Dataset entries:
+++

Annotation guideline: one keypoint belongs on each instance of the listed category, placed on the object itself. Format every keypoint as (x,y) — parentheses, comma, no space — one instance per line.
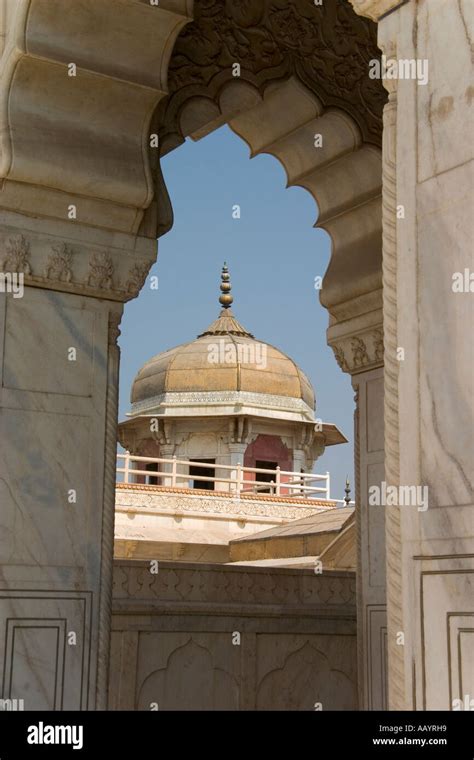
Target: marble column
(359,352)
(429,379)
(78,224)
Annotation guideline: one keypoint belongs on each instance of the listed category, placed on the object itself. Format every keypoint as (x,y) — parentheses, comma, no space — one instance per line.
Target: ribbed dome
(227,360)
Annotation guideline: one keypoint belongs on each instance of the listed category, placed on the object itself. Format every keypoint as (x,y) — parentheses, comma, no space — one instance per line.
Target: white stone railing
(235,479)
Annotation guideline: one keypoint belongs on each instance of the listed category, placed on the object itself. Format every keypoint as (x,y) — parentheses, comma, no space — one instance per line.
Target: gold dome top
(224,364)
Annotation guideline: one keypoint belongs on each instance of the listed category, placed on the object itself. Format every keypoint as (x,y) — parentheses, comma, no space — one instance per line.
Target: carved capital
(375,9)
(68,261)
(360,350)
(81,84)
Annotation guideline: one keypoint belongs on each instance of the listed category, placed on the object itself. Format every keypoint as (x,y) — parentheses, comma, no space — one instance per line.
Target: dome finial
(225,299)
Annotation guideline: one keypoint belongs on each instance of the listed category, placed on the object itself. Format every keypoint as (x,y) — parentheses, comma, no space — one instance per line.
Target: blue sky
(273,253)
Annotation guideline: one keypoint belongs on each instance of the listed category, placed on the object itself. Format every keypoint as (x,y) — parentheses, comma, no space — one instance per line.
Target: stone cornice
(178,583)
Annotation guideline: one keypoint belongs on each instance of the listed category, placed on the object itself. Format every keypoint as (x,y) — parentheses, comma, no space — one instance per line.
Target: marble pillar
(78,228)
(429,363)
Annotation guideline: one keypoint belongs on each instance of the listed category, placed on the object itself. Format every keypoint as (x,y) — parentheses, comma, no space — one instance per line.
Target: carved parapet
(79,85)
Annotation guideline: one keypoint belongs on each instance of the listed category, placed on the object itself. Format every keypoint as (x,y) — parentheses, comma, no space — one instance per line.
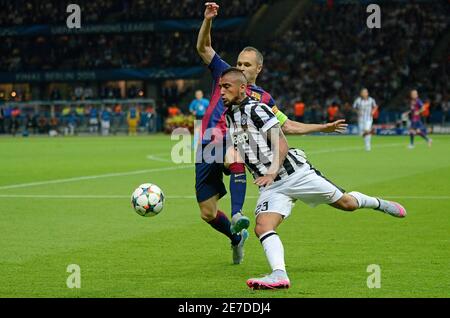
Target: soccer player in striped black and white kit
(283,174)
(366,106)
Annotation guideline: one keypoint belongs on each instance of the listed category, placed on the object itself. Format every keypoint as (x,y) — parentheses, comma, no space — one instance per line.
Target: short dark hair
(234,70)
(259,56)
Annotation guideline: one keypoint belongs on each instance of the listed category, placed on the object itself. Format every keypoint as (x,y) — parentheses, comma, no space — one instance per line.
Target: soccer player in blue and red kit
(417,126)
(209,175)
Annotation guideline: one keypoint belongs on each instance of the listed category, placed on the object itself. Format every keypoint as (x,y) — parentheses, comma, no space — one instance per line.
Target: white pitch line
(108,175)
(120,174)
(351,148)
(172,197)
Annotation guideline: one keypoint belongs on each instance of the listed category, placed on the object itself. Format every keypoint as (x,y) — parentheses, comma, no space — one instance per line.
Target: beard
(229,103)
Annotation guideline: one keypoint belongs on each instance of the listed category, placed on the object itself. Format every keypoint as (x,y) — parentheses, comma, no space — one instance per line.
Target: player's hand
(264,180)
(338,126)
(211,10)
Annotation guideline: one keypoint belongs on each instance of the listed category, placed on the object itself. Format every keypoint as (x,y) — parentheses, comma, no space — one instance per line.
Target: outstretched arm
(297,128)
(280,149)
(204,47)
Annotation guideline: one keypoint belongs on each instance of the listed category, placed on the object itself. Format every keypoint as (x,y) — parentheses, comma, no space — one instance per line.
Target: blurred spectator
(72,123)
(53,126)
(199,105)
(15,120)
(93,119)
(173,110)
(132,121)
(426,111)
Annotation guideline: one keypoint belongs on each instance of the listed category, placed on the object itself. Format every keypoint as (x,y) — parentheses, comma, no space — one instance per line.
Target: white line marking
(157,158)
(172,197)
(352,148)
(120,174)
(108,175)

+++

> TO BE DONE:
Transcribe the records above exactly as they appear, leaving out any pictures.

> COMPLETE OUTPUT:
Annotation guideline: one keypoint belongs on each instance of the listed category, placed on the object itself. Format every keypoint as (x,y) — parentheses, comma, no space — one instance per line.
Target: marble column
(359,352)
(429,379)
(78,224)
Annotation guideline: one keypoint belongs on each instance of the listed category, placed on the object itself. Format every keypoint as (x,y) — parentheses, comma, no space — one instance per line.
Target: ribbed dome
(227,360)
Annotation guideline: one keypoint belongs on each instance of the listed category, placed on the object itself. Format every keypoint as (x,y) — parentheses, comma, no space — one instance per line.
Target: white stone railing
(235,479)
Annotation guideline: one keypoint belongs on each instance of the listed category, placed on the object itself. Format every keypoint as (x,y) — parentheses, comma, no space — one instance per line.
Target: gold dome top
(224,364)
Annotation guideline: one keypoint belongs on each instance of the listed category, placed on the object itself. Format every keypoint as (x,y) — parentheses, comma, no space — one instance per line.
Target: carved capital
(375,9)
(68,261)
(360,350)
(81,84)
Annotation guideline: one keypoint belongs on each instance of the listed category, placed on the object itself. Format every keypoint as (x,y) — parentheses, comma, no space — one instance per line.
Target: dome finial
(225,299)
Annotation guideline: one keypoint belongs on each instance of the listed category, placed on the object itself. Format every keypoint as (x,y) — parentheses, comma, no space — one instance per line.
Target: blue sky
(273,253)
Annotation guideline: one keypoint belongs on each instance of the listed category, placed on the object itself. Format every keypoint as (x,y) — parentheses, comma, no space — one instance per line.
Target: stone cornice
(178,583)
Annotation guideline: one keypoint belongs on each instance of the listed category, placed on the object itself. Format every keypoint as (x,y) — parentheses, comma, no space — one instance per line.
Target: marble pillar
(78,228)
(429,363)
Annotation guideline: one keypoint belongs on each instance of the listed category, placed on the object itself. Format every keypoint as (x,y) — parentheses, comma, no space — one instance per line.
Target: carved parapet
(79,85)
Annotation guideline: one keypoint belongs on each instance of the listed category, placed on the object itself. Format every keypoint as (x,y) — parentheses, comma, no space — one instance per line.
Target: soccer player in striped black and white kit
(283,174)
(366,106)
Annotation guideline: one keypoint belongs on each instance of the listed category, placed on the object itself. Format every keypoint as (x,y) — parentheses, comma, no space — one instance per line.
Target: short dark hair
(234,70)
(259,56)
Annotation guideline: one keypoint belongs on each instance of the listed category, placed on the object itself. Format every keypoint as (x,y) — parentheses, comma, no space — one instance per line.
Target: soccer player in blue and red kit
(417,126)
(209,175)
Annotation guideline: one keypoint belongs on each instance of the listed category, placed on the object itself. Format every keypoint as (x,y) — parentheses, comma, no space — one instance per line.
Target: white pitch line
(108,175)
(120,174)
(351,148)
(172,197)
Annotation guideline: one keypoint belongs on each instance of the listed category, placed on the object itself. Format every keypoint as (x,y) — parentheses, comma, no space — one instance per line.
Target: beard
(229,103)
Annotation guideline: one keypoint belongs on each instance of the listed category, placed on the object itself. Format every keypoint as (x,y) — parentheses, comma, no space — one instance per line.
Target: player's hand
(264,180)
(338,126)
(211,10)
Annotation guideline: one keypoint belongs on each instance of the listed category, placed on the object itself. Format every keypoint as (x,y) — parentheses, comma, no space — one instance per line.
Target: outstretched arm
(297,128)
(280,149)
(204,47)
Annotation guideline: one keypoint belongs on each instance of the listed category, placed on the object itself. Format every keypoint as (x,y) — parentheses, comma, no space — one instance per line.
Target: blurred spectator
(72,123)
(53,126)
(199,105)
(15,120)
(93,119)
(173,110)
(132,121)
(426,111)
Annotation guideline: one keypoint belongs on each instance of the listed category, placed on the object itself. Format every keypoint as (x,y) — parentheses, comma, no space — one instance per line.
Target: white line marking
(157,158)
(172,197)
(352,148)
(120,174)
(108,175)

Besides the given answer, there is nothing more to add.